- _SUPPLIED MATERIAL_
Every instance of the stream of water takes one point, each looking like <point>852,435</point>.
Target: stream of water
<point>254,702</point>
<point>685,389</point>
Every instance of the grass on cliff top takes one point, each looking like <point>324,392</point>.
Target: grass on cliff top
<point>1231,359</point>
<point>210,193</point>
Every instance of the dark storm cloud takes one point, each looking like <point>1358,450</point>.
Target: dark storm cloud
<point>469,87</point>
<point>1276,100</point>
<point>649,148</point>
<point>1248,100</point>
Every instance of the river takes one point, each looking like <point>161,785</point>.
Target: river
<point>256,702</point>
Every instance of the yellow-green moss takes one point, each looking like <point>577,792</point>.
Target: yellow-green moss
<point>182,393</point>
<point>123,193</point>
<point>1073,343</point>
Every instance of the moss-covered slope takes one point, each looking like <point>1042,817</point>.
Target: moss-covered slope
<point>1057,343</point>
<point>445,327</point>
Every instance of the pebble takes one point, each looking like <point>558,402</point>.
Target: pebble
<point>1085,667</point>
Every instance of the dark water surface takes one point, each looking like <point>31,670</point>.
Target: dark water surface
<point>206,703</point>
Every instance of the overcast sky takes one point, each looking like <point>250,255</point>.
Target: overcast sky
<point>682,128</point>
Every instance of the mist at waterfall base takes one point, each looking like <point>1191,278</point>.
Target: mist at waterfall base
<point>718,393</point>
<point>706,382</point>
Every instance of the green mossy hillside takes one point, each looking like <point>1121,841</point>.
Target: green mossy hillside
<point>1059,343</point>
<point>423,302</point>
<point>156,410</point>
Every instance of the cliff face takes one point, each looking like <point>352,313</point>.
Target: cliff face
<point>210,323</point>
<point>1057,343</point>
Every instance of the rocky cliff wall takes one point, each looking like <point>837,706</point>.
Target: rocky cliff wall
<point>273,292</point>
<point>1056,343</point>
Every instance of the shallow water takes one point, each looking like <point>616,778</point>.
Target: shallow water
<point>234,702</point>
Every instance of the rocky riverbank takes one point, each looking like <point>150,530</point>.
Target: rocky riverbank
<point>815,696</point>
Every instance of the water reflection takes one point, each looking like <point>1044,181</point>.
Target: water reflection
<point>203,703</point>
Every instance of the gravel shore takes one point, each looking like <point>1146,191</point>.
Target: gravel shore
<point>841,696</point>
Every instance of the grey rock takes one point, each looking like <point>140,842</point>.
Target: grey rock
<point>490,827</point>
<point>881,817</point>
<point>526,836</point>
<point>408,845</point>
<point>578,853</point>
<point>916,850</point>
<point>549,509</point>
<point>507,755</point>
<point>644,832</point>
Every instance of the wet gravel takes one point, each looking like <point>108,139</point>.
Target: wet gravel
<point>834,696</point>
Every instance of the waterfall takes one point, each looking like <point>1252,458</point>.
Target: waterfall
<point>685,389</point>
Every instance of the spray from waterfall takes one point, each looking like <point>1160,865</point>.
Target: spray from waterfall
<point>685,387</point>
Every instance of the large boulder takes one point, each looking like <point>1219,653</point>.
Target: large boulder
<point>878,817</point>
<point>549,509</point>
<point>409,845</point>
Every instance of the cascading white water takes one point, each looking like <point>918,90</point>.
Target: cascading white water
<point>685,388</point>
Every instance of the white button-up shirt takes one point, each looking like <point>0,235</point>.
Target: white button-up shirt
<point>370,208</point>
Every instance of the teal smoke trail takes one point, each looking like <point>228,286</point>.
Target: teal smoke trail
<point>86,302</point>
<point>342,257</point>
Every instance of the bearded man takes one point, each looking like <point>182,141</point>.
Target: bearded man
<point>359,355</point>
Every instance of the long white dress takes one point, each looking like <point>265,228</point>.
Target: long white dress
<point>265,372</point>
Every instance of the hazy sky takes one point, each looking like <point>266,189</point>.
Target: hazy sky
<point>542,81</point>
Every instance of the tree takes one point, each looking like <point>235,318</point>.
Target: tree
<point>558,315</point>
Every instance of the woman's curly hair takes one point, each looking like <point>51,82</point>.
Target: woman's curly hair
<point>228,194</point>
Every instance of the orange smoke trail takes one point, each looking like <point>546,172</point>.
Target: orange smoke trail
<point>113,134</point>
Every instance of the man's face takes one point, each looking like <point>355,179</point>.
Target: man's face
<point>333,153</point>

- _TRY IT_
Word for word, write out each of the records shown above.

- _WRITTEN ANSWER_
Every instance of the stream of water takes one point, each looking like <point>852,435</point>.
Target: stream of water
<point>254,702</point>
<point>685,389</point>
Every instance of the grass on cliff top takes one point, each looking like <point>324,392</point>.
Target: grass on cliff top
<point>1231,359</point>
<point>210,193</point>
Every instance of the dark storm cloud takes one point, each looking like <point>1358,450</point>.
Target: dark storm cloud
<point>469,87</point>
<point>1276,100</point>
<point>649,148</point>
<point>1248,100</point>
Every instance of the river takes one point, each looking like <point>161,785</point>.
Target: river
<point>256,702</point>
Every instance of the yellow-green moss takes one point, each looking like <point>577,792</point>.
Target: yellow-green moss
<point>182,393</point>
<point>123,193</point>
<point>1073,343</point>
Every instance of the moss-covered slope takes one point, each looking like <point>1042,817</point>.
Target: moss-covered slope
<point>1057,343</point>
<point>445,327</point>
Every instance of the pebble takes one point, each looking like <point>558,402</point>.
Target: pebble
<point>1085,667</point>
Every instance of the dark water surface takes one point, each looking like <point>31,670</point>.
Target: dark water surface
<point>206,703</point>
Every instance of the overcast sky takes one point, each looking like <point>250,255</point>.
Target: overcast sky
<point>682,128</point>
Every instance of the mist at waterfall base takes one point, each looking like <point>1191,278</point>.
Target: mist at waterfall base
<point>718,393</point>
<point>706,382</point>
Every instance of the green mossy hillside takes one point, each looking like <point>1121,841</point>.
Target: green mossy hillside
<point>1059,343</point>
<point>423,302</point>
<point>156,410</point>
Every instance of the cliff face takes one point, each looking like <point>352,313</point>.
Target: cliff face
<point>210,323</point>
<point>1057,343</point>
Every instance of the rocky cliff wall takes one point, each looking like <point>837,706</point>.
Target: rocky cliff wall
<point>273,292</point>
<point>1056,343</point>
Every instance of the shallow water takes one point, each looking like <point>616,778</point>.
Target: shallow water
<point>234,702</point>
Every instance of the rocky riverbank takes one point, each looking like <point>150,530</point>.
Target: rocky riverbank
<point>815,696</point>
Every instance of the water reflection takes one point, each looking like <point>1044,181</point>.
Target: water reflection
<point>203,703</point>
Every instance of the gravel shore takes one point, each looking like <point>1146,191</point>.
Target: gravel shore
<point>841,696</point>
Every instance of the grey rock takes one point, each looking like <point>140,842</point>.
Target: grey rock
<point>490,827</point>
<point>881,817</point>
<point>526,836</point>
<point>408,845</point>
<point>578,853</point>
<point>916,850</point>
<point>549,509</point>
<point>507,755</point>
<point>644,832</point>
Every instance of the wet gravel takes one point, each looking like <point>108,139</point>.
Target: wet gravel
<point>834,696</point>
Every instance of the waterfall takes one point, each looking like <point>1252,458</point>.
Target: waterfall
<point>685,389</point>
Every instance of the spray from waterfall takes one point, each looking like <point>1160,865</point>.
Target: spray from waterfall
<point>685,387</point>
Every instance of the large boulder takes one point, each looking like <point>1219,653</point>.
Target: large boulder
<point>878,817</point>
<point>549,509</point>
<point>409,845</point>
Every instance of the cascading white water takes one point, each looking like <point>918,90</point>.
Target: cascading white water
<point>685,388</point>
Every instance of the white button-up shirt takes one point, each looking like <point>0,235</point>.
Target: white button-up shirt
<point>370,208</point>
Every instance of the teal smoke trail takes one point, each looking like <point>228,286</point>.
Target: teal smoke trail
<point>86,302</point>
<point>342,257</point>
Every instance of the bearded man takes one point, each looking like <point>182,141</point>.
Target: bearded man
<point>359,355</point>
Every instance of the long white dress takes one point, each looking like <point>265,228</point>.
Target: long white dress
<point>265,372</point>
Every instance of the hazy sky takes one point, each looking like <point>266,189</point>.
Target: hazy sky
<point>542,81</point>
Every instance of the tree takes one point, each looking like <point>235,318</point>.
Target: tree
<point>558,315</point>
Every instance of the woman's curly hair takes one point, each looking like <point>51,82</point>.
Target: woman's curly hair
<point>228,194</point>
Every instance of the orange smoke trail takes one point, each looking like <point>546,172</point>.
Target: orange smoke trail
<point>113,134</point>
Every instance of the man's face takes one point, each looking like <point>355,179</point>.
Target: man's face
<point>333,153</point>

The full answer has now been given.